- Task to carry out -
Give a verbatim quotation of every record.
_ _ _ _
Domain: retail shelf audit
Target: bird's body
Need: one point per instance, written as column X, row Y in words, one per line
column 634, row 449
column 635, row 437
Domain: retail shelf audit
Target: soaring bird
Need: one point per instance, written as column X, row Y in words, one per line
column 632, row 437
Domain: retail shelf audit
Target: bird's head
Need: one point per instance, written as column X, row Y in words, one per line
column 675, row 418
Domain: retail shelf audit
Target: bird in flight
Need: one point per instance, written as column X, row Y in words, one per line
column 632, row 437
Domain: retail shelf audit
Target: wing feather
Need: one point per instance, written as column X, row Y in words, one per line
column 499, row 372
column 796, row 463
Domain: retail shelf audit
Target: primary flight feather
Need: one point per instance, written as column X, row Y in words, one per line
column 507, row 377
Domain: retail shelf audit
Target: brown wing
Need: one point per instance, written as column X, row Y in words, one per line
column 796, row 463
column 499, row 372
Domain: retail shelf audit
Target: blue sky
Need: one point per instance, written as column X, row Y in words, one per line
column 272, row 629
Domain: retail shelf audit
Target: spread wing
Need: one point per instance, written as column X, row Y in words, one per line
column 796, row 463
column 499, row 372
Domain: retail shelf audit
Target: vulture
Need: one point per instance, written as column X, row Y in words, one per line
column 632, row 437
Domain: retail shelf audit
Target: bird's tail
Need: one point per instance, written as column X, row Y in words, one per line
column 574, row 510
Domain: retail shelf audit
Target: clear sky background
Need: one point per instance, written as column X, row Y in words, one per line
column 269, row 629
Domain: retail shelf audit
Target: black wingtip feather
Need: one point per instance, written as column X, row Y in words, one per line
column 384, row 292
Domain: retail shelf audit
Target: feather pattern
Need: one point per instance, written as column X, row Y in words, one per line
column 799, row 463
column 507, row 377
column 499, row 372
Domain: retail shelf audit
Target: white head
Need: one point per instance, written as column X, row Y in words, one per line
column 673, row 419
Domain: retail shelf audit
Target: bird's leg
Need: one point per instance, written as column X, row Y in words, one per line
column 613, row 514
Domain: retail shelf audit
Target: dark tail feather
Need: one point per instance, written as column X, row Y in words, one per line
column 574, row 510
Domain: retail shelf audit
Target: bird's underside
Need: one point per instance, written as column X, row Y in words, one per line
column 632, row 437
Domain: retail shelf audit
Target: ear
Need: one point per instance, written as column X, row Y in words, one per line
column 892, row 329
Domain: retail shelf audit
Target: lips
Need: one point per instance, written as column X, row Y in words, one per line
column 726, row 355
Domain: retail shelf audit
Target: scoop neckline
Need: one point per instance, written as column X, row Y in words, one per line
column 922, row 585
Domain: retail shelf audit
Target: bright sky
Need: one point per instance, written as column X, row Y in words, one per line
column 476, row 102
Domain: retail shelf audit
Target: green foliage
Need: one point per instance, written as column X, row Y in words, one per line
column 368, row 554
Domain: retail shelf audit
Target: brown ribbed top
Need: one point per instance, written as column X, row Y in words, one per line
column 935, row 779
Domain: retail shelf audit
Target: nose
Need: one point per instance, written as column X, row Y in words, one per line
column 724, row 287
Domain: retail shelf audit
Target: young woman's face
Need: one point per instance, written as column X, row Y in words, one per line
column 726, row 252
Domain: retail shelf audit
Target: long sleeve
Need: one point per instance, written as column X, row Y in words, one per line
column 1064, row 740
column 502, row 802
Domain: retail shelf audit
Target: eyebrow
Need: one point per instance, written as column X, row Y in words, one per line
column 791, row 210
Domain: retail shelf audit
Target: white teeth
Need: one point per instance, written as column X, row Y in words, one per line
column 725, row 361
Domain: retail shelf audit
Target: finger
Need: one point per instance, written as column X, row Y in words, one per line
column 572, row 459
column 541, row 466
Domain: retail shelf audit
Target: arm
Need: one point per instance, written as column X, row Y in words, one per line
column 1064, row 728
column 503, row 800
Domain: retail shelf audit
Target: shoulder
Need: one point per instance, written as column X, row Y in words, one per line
_ _ _ _
- Reply -
Domain: retail shelf audit
Target: bird's body
Need: one point per instance, written as column X, row Y in words, one per line
column 634, row 449
column 635, row 437
Domain: retail shelf audit
Target: soaring bird
Need: one point per instance, written as column X, row Y in words, one per line
column 632, row 437
Domain: retail shelf audit
Target: bird's head
Need: one point per instance, written as column X, row Y in words, one per line
column 675, row 418
Domain: retail shelf audit
Target: bird in flight
Need: one point per instance, written as column X, row Y in words, one per line
column 632, row 437
Domain: retail shelf audit
Target: wing feather
Need: one point per instance, written as column X, row Y in words, one per line
column 499, row 372
column 796, row 463
Domain: retail shelf audit
Target: primary flight feather
Need: one point per instance, written as column X, row Y in words, one per line
column 507, row 377
Domain: retail shelf audit
Target: brown wing
Need: one point per instance, written as column X, row Y in words, one per line
column 796, row 463
column 499, row 372
Domain: retail shelf audit
Target: blue sky
Need: one point per instance, written as column X, row Y in words, one per line
column 272, row 629
Domain: retail shelf audit
Target: spread wing
Need: one point per instance, written as column X, row Y in words, one per line
column 796, row 463
column 499, row 372
Domain: retail shelf audit
Target: vulture
Need: one point per instance, written as column X, row Y in words, one per line
column 632, row 437
Domain: retail shelf audit
Target: bird's tail
Need: one point per instance, written as column X, row Y in words, one per line
column 574, row 510
Domain: retail shelf audit
Target: clear sky background
Need: one point per instance, written as column X, row Y in words, one per line
column 269, row 629
Domain: retail shelf audit
Target: black wingtip feather
Need: one point per instance, written as column X, row Y in words, one per line
column 384, row 292
Domain: retail shelf audit
Target: feather pattern
Need: one point per instance, written as column X, row Y in words, one per line
column 799, row 463
column 507, row 377
column 499, row 372
Domain: retail shelf audit
Target: white head
Need: one point per instance, written as column X, row Y in words, one per line
column 673, row 419
Domain: retail shelf audit
Target: bird's leg
Need: one point per instance, written as column X, row Y in words, one per line
column 613, row 514
Domain: retail shelf audit
Target: dark tail feather
Need: one point per instance, written as column X, row Y in words, one per line
column 574, row 510
Domain: retail shelf audit
Target: bird's underside
Need: one point per instance, written as column X, row Y in words, one per line
column 632, row 437
Domain: retail shelf audit
Target: ear
Need: one point per instance, written as column X, row Y in words, one per line
column 892, row 329
Domain: retail shelf audit
Target: lips
Need: one point per instance, written as column X, row Y in words, one per line
column 726, row 355
Domain: retail shelf audit
Target: scoop neckline
Need: one point per instance, written as column X, row Y in words, one per line
column 922, row 585
Domain: retail shelf audit
Target: bright sky
Need: one point per instance, written as column X, row Y in words, one per line
column 476, row 102
Domain: retail shelf audit
Target: green foliage
Need: one point per instance, written as column X, row Y in words, one per line
column 368, row 554
Domain: retail shelf audit
Target: brown ribbed top
Need: one point per instance, written as column X, row Y in words, one per line
column 935, row 779
Domain: retail shelf audit
Target: nose
Need: one point per instance, written as column X, row Y in words, one per line
column 724, row 287
Domain: retail shelf audit
Target: young woman's face
Need: one point per instance, written as column X, row Y in words, one per line
column 726, row 252
Domain: retail shelf audit
Target: long sleeve
Need: one point per instance, written as column X, row Y in words, one per line
column 1064, row 740
column 502, row 802
Domain: retail shelf audit
Target: eyebrow
Need: one point per instance, written as column X, row Y in words, one per line
column 791, row 210
Domain: retail shelf audit
Target: white teeth
Need: one point per instance, written as column X, row Y in words, one per line
column 725, row 361
Domain: retail shelf audit
Target: finger
Need: one point per instance, written as column X, row Y in words, one per line
column 572, row 459
column 541, row 466
Domain: retail shelf audit
Target: arm
Need: one point per instance, written as column X, row Y in words, one per line
column 1064, row 728
column 503, row 800
Domain: retail shelf audit
Target: shoulder
Need: one point per instance, written as column X, row Y in words, one per line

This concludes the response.